The exercise: Reproduce the listing below word for word, omitting the pictures from your reply.

* * * *

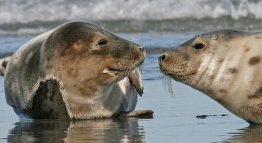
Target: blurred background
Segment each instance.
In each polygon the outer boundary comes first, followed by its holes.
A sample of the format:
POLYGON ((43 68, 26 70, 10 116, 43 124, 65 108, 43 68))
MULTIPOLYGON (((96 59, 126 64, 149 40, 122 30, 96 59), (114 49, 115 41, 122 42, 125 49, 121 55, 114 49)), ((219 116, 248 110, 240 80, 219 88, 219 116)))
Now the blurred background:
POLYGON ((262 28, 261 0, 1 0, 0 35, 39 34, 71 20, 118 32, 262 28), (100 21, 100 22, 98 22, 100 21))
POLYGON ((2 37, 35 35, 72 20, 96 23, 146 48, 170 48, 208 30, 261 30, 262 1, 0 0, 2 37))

* * * *

Exercise output:
Target: blurred background
Segment each instance.
In each polygon the outer boundary comes first, followed by its holes.
A sample of the format:
POLYGON ((43 68, 26 70, 10 116, 43 124, 65 108, 43 68))
MULTIPOLYGON (((96 59, 126 64, 149 40, 122 30, 96 59), (114 49, 115 41, 122 42, 125 49, 121 55, 114 49)), ((219 116, 248 110, 240 80, 219 88, 219 116)))
Now the blurred background:
POLYGON ((262 28, 261 0, 1 0, 0 35, 39 34, 71 20, 118 32, 262 28), (100 21, 100 22, 98 22, 100 21))
POLYGON ((2 37, 35 35, 72 20, 96 23, 146 48, 170 48, 208 30, 261 30, 262 1, 0 0, 2 37))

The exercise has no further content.